[Records from a point-labeling set]
════════════════════

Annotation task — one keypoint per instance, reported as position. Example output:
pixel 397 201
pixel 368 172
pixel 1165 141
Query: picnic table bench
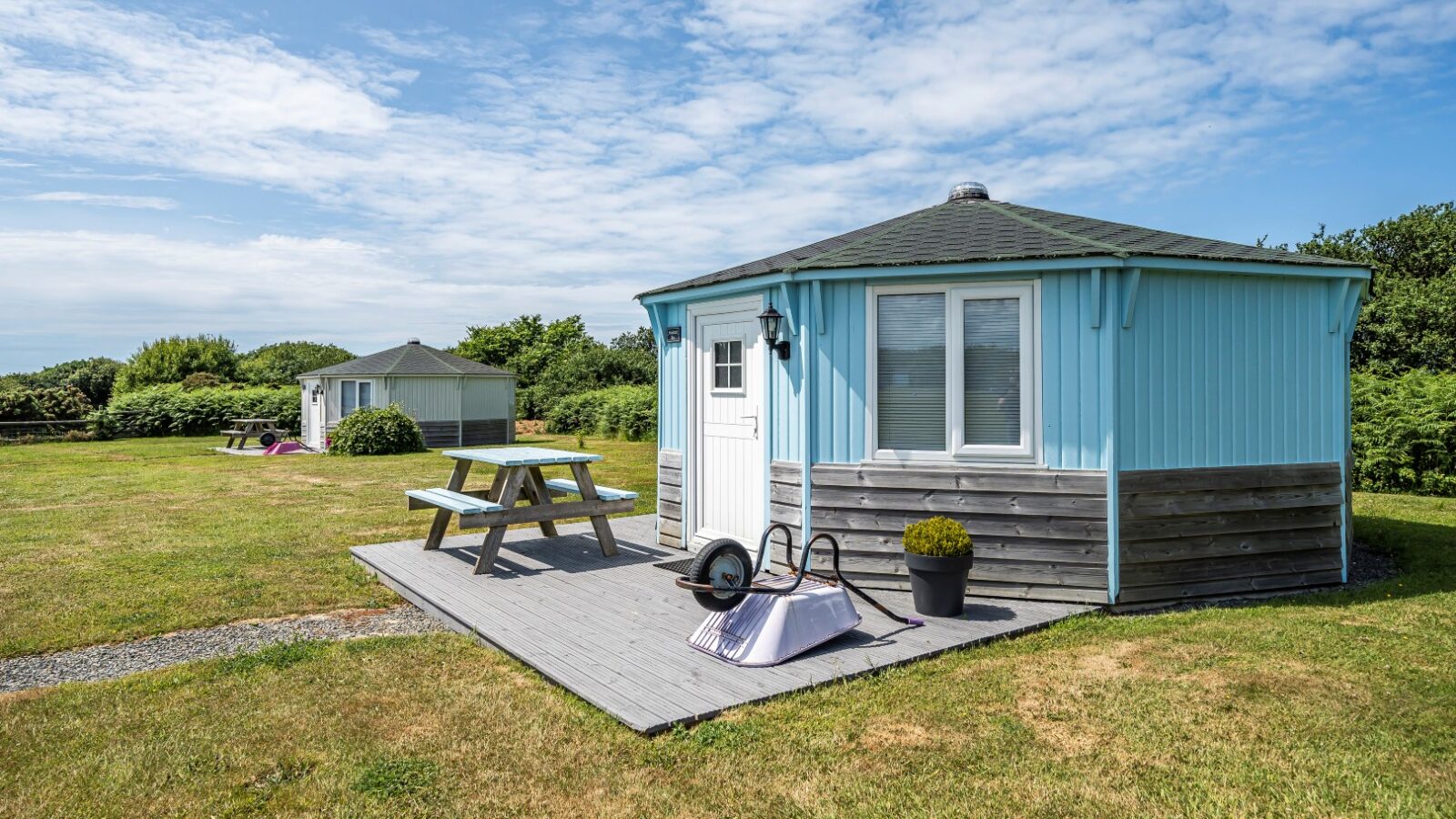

════════════════════

STATED TASK: Retype all of the data above line for line, character for character, and leave out the picture.

WRITTEN SOLUTION:
Annotation task — one keypoint per instance, reported as position. Example output:
pixel 397 201
pixel 368 172
pixel 1165 141
Query: picnic table bench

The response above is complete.